Rewrite in full the lines of the items from the line containing "Task: locate every instance of the red" through the line containing "<point>170,175</point>", raising each coordinate in the answer points by 106 and leaving every other number as it stands.

— BEGIN Record extracts —

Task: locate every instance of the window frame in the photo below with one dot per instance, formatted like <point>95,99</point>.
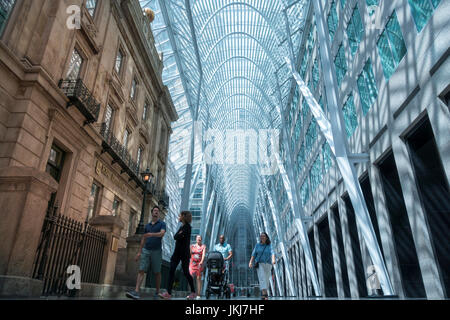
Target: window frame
<point>82,65</point>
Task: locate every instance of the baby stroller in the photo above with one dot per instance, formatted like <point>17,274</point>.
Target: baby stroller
<point>217,276</point>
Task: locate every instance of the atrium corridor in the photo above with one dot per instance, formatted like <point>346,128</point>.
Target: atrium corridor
<point>352,98</point>
<point>323,123</point>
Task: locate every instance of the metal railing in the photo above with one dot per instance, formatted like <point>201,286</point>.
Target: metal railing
<point>65,242</point>
<point>80,96</point>
<point>163,198</point>
<point>120,155</point>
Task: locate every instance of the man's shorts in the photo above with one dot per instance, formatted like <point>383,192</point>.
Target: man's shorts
<point>153,257</point>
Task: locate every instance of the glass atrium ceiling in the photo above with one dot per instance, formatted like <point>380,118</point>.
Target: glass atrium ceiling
<point>224,64</point>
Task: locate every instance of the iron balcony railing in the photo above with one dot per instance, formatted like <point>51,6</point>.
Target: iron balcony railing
<point>65,242</point>
<point>82,98</point>
<point>120,155</point>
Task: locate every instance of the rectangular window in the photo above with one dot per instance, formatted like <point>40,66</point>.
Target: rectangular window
<point>308,50</point>
<point>332,20</point>
<point>116,207</point>
<point>93,199</point>
<point>298,128</point>
<point>356,247</point>
<point>304,192</point>
<point>391,46</point>
<point>403,240</point>
<point>76,62</point>
<point>350,117</point>
<point>315,74</point>
<point>311,136</point>
<point>125,138</point>
<point>433,188</point>
<point>138,158</point>
<point>91,5</point>
<point>305,110</point>
<point>367,87</point>
<point>133,89</point>
<point>326,254</point>
<point>341,249</point>
<point>131,222</point>
<point>108,118</point>
<point>341,64</point>
<point>327,155</point>
<point>301,156</point>
<point>6,7</point>
<point>145,112</point>
<point>316,174</point>
<point>55,162</point>
<point>119,61</point>
<point>422,10</point>
<point>371,4</point>
<point>355,30</point>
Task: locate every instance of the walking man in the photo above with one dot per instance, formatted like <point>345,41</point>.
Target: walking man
<point>150,252</point>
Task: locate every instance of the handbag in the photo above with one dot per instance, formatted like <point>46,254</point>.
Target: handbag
<point>256,262</point>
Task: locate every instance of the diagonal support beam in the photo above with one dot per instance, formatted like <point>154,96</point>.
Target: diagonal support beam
<point>339,144</point>
<point>289,181</point>
<point>280,236</point>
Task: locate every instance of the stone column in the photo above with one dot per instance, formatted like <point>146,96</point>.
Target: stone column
<point>24,196</point>
<point>112,226</point>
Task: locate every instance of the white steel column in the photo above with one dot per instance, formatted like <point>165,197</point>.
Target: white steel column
<point>335,134</point>
<point>280,239</point>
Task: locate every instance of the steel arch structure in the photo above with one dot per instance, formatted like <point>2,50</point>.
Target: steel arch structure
<point>232,64</point>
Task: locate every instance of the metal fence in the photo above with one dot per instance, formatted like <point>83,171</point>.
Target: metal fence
<point>66,242</point>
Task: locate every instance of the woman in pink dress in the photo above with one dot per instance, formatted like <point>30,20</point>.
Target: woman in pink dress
<point>198,252</point>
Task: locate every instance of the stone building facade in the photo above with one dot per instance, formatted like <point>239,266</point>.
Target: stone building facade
<point>83,111</point>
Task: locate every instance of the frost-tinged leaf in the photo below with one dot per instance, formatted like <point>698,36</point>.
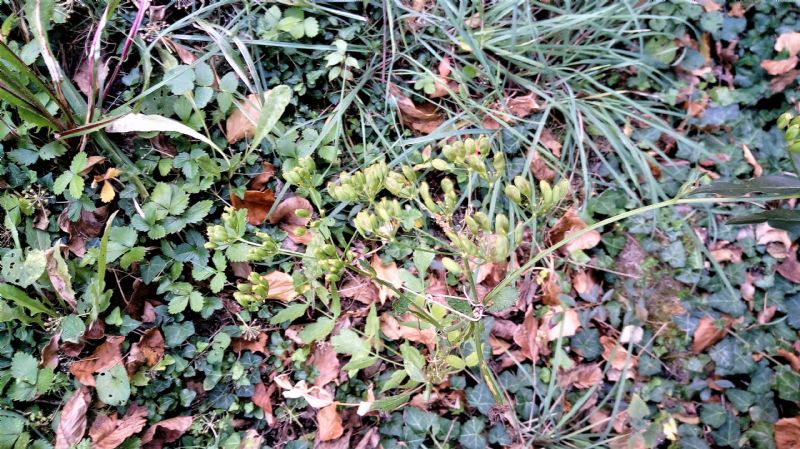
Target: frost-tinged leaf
<point>113,386</point>
<point>132,123</point>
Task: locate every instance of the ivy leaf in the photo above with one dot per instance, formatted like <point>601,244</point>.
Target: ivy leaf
<point>481,398</point>
<point>113,386</point>
<point>472,434</point>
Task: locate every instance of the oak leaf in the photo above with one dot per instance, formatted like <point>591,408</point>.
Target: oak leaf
<point>330,423</point>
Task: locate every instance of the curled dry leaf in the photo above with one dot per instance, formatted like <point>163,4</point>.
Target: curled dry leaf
<point>526,336</point>
<point>512,109</point>
<point>329,423</point>
<point>389,274</point>
<point>423,118</point>
<point>779,67</point>
<point>707,334</point>
<point>616,354</point>
<point>103,358</point>
<point>281,286</point>
<point>165,431</point>
<point>108,432</point>
<point>258,344</point>
<point>568,226</point>
<point>149,350</point>
<point>582,376</point>
<point>787,433</point>
<point>790,268</point>
<point>411,329</point>
<point>558,322</point>
<point>72,424</point>
<point>316,396</point>
<point>325,360</point>
<point>256,202</point>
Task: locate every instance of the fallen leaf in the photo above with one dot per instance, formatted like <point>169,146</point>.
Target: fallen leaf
<point>72,424</point>
<point>389,274</point>
<point>748,156</point>
<point>411,329</point>
<point>779,67</point>
<point>316,397</point>
<point>526,336</point>
<point>558,322</point>
<point>281,286</point>
<point>149,349</point>
<point>258,344</point>
<point>790,42</point>
<point>423,118</point>
<point>285,214</point>
<point>166,431</point>
<point>360,289</point>
<point>329,423</point>
<point>582,376</point>
<point>616,354</point>
<point>325,360</point>
<point>790,268</point>
<point>103,358</point>
<point>108,432</point>
<point>569,225</point>
<point>256,202</point>
<point>706,334</point>
<point>787,433</point>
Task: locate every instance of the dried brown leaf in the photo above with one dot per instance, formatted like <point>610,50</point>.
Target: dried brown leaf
<point>330,423</point>
<point>706,334</point>
<point>789,42</point>
<point>72,424</point>
<point>787,433</point>
<point>103,358</point>
<point>779,67</point>
<point>325,360</point>
<point>108,432</point>
<point>165,431</point>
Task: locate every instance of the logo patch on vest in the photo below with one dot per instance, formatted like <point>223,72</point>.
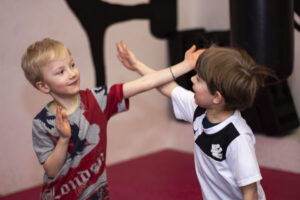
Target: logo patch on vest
<point>216,151</point>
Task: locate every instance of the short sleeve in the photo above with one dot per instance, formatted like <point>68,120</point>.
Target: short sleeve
<point>242,160</point>
<point>183,104</point>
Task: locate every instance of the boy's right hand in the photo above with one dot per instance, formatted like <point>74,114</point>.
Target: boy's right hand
<point>126,56</point>
<point>191,55</point>
<point>62,124</point>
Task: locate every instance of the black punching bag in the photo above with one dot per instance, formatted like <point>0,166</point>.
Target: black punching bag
<point>265,28</point>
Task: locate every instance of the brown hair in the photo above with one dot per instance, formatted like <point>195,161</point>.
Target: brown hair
<point>233,73</point>
<point>38,54</point>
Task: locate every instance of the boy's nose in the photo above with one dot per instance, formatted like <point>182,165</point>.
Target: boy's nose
<point>72,73</point>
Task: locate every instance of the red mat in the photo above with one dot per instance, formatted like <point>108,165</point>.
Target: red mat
<point>170,175</point>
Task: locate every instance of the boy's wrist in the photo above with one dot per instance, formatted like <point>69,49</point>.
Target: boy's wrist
<point>63,140</point>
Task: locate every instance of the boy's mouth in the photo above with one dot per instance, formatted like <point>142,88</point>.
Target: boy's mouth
<point>74,83</point>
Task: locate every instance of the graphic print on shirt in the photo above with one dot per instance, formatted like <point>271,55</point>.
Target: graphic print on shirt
<point>216,151</point>
<point>84,170</point>
<point>215,145</point>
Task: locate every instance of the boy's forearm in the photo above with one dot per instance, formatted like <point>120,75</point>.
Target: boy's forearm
<point>155,79</point>
<point>250,192</point>
<point>57,158</point>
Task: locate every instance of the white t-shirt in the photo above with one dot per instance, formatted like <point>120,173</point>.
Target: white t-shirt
<point>224,154</point>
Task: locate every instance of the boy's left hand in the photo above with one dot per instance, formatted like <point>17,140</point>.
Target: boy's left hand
<point>62,124</point>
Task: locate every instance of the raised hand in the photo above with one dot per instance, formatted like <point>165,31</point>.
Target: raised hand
<point>126,56</point>
<point>191,56</point>
<point>62,124</point>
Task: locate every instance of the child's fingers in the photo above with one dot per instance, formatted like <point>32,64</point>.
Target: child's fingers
<point>58,121</point>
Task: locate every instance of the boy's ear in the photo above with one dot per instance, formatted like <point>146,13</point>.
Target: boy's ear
<point>218,98</point>
<point>43,87</point>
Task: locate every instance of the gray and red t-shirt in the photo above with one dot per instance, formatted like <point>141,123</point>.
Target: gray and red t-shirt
<point>83,175</point>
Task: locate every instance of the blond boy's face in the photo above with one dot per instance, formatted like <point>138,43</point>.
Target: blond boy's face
<point>61,77</point>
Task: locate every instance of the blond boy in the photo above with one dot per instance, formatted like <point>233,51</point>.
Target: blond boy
<point>69,134</point>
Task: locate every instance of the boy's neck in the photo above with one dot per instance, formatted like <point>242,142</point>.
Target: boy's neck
<point>217,116</point>
<point>68,104</point>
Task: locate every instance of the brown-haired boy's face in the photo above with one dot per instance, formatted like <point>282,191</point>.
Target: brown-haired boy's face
<point>61,76</point>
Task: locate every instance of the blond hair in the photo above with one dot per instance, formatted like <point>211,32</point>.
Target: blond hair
<point>234,74</point>
<point>39,54</point>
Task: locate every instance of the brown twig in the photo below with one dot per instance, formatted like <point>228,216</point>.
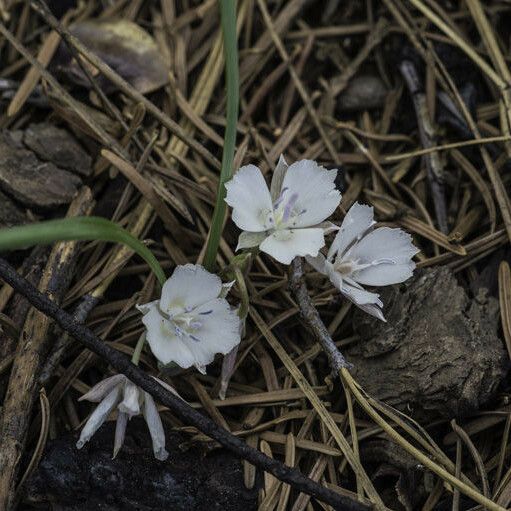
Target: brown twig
<point>182,409</point>
<point>435,170</point>
<point>313,320</point>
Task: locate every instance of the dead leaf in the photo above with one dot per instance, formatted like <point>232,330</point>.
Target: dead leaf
<point>124,46</point>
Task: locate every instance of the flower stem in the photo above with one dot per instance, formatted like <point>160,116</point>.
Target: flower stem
<point>138,349</point>
<point>228,18</point>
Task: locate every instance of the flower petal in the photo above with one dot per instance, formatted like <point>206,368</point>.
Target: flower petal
<point>356,223</point>
<point>155,426</point>
<point>250,239</point>
<point>120,432</point>
<point>104,387</point>
<point>163,341</point>
<point>384,274</point>
<point>278,178</point>
<point>189,286</point>
<point>317,197</point>
<point>384,244</point>
<point>130,403</point>
<point>365,300</point>
<point>285,245</point>
<point>250,199</point>
<point>219,332</point>
<point>98,416</point>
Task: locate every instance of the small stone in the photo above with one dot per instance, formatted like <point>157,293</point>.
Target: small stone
<point>32,182</point>
<point>438,354</point>
<point>10,214</point>
<point>57,146</point>
<point>364,92</point>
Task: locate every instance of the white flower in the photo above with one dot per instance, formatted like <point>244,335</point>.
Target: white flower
<point>192,321</point>
<point>119,392</point>
<point>287,221</point>
<point>361,255</point>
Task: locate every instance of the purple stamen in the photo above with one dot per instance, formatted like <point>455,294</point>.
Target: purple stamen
<point>280,198</point>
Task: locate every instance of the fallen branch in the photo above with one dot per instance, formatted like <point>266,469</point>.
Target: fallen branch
<point>313,320</point>
<point>435,169</point>
<point>182,409</point>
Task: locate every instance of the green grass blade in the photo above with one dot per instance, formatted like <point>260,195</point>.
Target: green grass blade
<point>76,229</point>
<point>228,17</point>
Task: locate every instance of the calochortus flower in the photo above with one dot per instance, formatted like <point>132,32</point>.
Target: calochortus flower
<point>192,321</point>
<point>117,392</point>
<point>361,255</point>
<point>287,220</point>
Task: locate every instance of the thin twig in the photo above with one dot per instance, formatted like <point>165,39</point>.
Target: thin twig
<point>182,409</point>
<point>435,171</point>
<point>313,320</point>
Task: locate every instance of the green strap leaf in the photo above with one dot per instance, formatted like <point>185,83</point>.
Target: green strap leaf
<point>228,18</point>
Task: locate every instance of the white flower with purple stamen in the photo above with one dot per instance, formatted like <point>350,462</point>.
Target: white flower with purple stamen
<point>361,255</point>
<point>192,321</point>
<point>117,392</point>
<point>288,220</point>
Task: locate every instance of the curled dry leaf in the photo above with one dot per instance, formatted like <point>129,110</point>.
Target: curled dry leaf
<point>124,46</point>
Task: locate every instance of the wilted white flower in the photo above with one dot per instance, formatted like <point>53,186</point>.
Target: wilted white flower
<point>361,255</point>
<point>192,321</point>
<point>288,220</point>
<point>119,392</point>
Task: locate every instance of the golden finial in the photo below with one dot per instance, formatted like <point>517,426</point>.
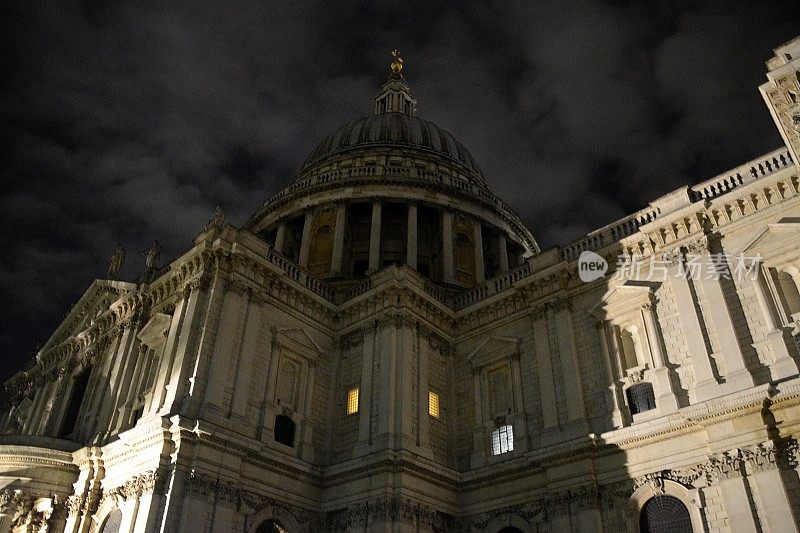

— END Record extracts —

§ **The completed task**:
Task: locate every instance of the red mat in the photo above with one dot per instance, formatted like <point>108,165</point>.
Target: red mat
<point>276,281</point>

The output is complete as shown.